# Start of Data for the task
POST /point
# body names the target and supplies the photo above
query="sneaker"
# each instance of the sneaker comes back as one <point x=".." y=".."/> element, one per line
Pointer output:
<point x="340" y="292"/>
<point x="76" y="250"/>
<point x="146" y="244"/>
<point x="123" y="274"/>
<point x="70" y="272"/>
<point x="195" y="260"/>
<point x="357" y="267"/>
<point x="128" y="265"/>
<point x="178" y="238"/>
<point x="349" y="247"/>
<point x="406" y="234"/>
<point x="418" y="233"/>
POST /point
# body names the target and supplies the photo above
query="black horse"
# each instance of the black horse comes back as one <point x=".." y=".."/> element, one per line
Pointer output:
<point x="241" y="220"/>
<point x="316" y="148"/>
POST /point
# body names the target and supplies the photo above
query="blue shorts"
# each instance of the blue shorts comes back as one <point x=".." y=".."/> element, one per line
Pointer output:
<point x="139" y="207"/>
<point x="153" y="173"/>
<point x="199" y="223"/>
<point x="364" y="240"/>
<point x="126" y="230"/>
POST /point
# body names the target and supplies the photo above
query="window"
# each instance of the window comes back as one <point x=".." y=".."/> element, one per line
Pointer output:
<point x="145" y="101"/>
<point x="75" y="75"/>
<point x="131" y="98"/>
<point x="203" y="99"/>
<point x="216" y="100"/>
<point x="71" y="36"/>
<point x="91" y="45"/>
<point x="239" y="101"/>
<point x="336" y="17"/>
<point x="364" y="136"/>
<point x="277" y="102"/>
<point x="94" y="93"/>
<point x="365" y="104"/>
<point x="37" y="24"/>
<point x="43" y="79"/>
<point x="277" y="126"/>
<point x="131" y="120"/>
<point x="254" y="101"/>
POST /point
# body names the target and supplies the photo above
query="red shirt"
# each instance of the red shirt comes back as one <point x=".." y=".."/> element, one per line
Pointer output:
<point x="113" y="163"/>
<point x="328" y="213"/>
# End of Data for the task
Please count the lines in the records above that contain the word "shirt" and reply with that number alone.

2